◆ **Given problem**: Copy the lines below verbatim, but only from the line containing "[tag] striped cushion" through the end of the data.

◆ **Object pointing dataset rows**:

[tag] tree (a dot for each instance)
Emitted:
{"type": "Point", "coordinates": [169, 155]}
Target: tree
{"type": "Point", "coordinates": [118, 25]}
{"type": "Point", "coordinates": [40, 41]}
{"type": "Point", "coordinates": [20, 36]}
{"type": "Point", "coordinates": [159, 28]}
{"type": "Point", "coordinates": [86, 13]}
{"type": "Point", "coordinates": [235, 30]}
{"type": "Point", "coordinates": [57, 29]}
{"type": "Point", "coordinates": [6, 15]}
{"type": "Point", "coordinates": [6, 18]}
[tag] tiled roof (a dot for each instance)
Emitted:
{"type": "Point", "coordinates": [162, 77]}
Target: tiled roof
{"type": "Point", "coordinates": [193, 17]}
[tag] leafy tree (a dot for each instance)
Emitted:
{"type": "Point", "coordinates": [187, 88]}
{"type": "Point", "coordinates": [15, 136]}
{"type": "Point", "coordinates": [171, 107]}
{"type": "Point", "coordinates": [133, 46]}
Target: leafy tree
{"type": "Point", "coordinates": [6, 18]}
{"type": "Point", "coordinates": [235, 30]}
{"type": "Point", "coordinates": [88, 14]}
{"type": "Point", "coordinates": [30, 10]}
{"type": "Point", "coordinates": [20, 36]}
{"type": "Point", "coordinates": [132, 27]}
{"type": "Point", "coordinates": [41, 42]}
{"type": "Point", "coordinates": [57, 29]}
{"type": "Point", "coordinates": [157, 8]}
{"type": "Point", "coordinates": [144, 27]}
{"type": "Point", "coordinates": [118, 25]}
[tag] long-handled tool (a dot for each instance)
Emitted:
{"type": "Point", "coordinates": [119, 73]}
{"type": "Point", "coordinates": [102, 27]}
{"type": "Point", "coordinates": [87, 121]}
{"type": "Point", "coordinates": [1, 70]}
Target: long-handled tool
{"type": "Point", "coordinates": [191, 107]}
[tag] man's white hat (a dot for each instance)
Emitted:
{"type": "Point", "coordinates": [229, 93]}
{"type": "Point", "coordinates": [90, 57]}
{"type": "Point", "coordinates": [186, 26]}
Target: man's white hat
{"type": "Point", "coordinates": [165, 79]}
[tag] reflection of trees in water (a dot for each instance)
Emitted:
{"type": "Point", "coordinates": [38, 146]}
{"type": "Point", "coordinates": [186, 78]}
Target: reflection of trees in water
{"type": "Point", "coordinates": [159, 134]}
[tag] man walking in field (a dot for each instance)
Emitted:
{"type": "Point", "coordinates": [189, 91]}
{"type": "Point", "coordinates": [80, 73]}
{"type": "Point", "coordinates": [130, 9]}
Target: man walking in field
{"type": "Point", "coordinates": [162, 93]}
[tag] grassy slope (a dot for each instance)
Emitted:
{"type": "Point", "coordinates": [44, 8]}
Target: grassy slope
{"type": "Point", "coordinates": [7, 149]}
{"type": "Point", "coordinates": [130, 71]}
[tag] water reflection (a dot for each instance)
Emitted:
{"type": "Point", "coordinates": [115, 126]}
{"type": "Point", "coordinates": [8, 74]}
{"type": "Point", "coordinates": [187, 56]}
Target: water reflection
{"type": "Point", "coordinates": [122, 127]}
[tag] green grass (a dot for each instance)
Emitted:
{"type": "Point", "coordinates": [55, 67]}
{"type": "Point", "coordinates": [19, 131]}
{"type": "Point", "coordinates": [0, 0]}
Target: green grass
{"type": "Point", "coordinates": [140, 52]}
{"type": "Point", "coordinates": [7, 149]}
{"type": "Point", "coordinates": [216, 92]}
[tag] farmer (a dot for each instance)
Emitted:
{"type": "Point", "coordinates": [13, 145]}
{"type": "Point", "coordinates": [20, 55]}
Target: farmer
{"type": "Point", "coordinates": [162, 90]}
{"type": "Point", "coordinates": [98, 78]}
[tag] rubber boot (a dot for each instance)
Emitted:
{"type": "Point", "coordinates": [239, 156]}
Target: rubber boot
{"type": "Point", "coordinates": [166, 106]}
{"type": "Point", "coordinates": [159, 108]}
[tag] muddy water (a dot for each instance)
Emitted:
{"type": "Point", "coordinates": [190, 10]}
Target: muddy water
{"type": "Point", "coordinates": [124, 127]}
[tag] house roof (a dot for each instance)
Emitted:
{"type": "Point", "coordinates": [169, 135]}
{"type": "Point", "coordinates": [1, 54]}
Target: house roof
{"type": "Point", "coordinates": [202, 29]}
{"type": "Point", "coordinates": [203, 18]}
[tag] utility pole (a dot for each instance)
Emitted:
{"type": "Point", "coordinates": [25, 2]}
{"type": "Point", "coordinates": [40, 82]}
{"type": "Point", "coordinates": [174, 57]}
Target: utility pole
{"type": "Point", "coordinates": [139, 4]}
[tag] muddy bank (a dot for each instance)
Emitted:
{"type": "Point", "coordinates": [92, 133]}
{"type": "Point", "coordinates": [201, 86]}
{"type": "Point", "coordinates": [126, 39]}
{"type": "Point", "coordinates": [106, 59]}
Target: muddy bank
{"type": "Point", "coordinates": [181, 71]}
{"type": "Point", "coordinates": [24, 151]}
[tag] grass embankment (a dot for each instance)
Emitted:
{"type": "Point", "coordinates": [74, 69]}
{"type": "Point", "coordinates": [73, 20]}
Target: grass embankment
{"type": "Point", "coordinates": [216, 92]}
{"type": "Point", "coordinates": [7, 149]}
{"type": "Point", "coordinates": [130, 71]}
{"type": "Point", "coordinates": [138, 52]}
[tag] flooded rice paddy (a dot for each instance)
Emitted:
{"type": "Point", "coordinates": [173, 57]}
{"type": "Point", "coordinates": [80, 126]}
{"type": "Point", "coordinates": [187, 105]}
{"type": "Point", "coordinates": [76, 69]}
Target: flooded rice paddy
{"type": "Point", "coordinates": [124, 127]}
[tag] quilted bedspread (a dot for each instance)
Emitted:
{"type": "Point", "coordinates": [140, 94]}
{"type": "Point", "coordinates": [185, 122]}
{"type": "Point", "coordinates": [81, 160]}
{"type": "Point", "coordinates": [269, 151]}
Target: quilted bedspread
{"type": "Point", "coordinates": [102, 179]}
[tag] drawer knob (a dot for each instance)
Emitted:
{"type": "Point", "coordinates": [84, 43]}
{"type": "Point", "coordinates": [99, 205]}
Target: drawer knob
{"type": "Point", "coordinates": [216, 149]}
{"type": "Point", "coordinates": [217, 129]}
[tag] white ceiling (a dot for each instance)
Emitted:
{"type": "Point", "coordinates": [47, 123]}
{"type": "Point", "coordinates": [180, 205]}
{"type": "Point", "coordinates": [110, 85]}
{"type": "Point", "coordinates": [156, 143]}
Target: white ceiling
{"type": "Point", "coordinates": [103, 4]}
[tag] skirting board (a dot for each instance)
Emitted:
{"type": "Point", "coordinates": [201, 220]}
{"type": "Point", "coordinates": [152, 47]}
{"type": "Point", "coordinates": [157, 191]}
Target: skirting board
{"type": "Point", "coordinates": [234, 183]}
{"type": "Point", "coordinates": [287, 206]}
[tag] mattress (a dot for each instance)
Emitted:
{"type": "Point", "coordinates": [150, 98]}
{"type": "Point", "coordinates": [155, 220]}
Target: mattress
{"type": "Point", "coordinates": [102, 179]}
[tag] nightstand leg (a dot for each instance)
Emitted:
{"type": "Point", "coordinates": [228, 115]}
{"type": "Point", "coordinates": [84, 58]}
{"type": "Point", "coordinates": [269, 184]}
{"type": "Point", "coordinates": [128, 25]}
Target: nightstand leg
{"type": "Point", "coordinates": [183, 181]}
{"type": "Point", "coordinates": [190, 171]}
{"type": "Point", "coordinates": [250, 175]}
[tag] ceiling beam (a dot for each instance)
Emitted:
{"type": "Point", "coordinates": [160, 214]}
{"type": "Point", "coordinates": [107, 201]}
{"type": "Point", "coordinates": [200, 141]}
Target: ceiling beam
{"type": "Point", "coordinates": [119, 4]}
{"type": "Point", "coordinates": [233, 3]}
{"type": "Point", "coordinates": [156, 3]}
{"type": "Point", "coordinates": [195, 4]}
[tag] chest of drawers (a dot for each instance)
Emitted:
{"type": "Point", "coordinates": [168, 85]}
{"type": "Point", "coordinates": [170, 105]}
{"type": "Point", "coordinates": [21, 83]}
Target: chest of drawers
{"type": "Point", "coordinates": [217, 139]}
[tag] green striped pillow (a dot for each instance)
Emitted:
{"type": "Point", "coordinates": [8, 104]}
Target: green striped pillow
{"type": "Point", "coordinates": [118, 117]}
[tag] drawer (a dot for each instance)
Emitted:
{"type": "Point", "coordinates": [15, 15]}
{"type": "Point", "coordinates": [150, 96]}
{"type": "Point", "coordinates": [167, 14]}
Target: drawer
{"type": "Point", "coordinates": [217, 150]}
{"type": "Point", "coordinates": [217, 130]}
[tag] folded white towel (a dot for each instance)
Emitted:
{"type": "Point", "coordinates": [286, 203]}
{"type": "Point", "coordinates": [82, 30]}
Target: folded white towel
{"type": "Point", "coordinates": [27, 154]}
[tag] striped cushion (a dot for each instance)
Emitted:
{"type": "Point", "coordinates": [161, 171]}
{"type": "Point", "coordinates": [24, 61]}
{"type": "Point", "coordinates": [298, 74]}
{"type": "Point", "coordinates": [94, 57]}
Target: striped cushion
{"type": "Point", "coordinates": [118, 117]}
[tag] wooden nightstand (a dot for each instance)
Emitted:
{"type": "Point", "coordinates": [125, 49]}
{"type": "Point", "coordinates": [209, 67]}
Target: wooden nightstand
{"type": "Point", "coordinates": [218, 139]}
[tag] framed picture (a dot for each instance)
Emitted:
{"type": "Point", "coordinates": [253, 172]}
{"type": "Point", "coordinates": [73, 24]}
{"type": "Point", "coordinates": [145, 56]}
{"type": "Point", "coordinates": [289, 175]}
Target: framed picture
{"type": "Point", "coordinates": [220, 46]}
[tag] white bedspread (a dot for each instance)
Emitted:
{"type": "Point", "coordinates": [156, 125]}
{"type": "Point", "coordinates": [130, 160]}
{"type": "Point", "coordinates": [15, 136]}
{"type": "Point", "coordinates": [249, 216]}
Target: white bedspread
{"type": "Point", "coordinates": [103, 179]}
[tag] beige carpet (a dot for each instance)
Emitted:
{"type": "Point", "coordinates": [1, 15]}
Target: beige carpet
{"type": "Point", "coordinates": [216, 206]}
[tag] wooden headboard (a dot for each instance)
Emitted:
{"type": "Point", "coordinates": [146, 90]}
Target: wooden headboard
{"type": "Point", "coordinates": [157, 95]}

◆ **Answer to this task**:
[tag] striped cushion (a dot for each instance)
Emitted:
{"type": "Point", "coordinates": [161, 171]}
{"type": "Point", "coordinates": [24, 61]}
{"type": "Point", "coordinates": [298, 74]}
{"type": "Point", "coordinates": [94, 57]}
Target: striped cushion
{"type": "Point", "coordinates": [118, 117]}
[tag] wooden nightstand (a dot for each instance)
Emitted:
{"type": "Point", "coordinates": [125, 49]}
{"type": "Point", "coordinates": [209, 67]}
Target: wooden nightstand
{"type": "Point", "coordinates": [218, 139]}
[tag] framed picture (a dot for each instance)
Emitted:
{"type": "Point", "coordinates": [253, 172]}
{"type": "Point", "coordinates": [73, 24]}
{"type": "Point", "coordinates": [145, 56]}
{"type": "Point", "coordinates": [289, 175]}
Target: framed picture
{"type": "Point", "coordinates": [220, 46]}
[tag] white bedspread (a dot for each instance)
Emitted:
{"type": "Point", "coordinates": [156, 125]}
{"type": "Point", "coordinates": [130, 160]}
{"type": "Point", "coordinates": [15, 136]}
{"type": "Point", "coordinates": [249, 216]}
Target: white bedspread
{"type": "Point", "coordinates": [103, 179]}
[tag] beige carpet (a dot for each instance)
Emitted:
{"type": "Point", "coordinates": [1, 15]}
Target: beige carpet
{"type": "Point", "coordinates": [216, 206]}
[tag] wooden headboard (a dot for each instance)
Emitted:
{"type": "Point", "coordinates": [146, 90]}
Target: wooden headboard
{"type": "Point", "coordinates": [157, 95]}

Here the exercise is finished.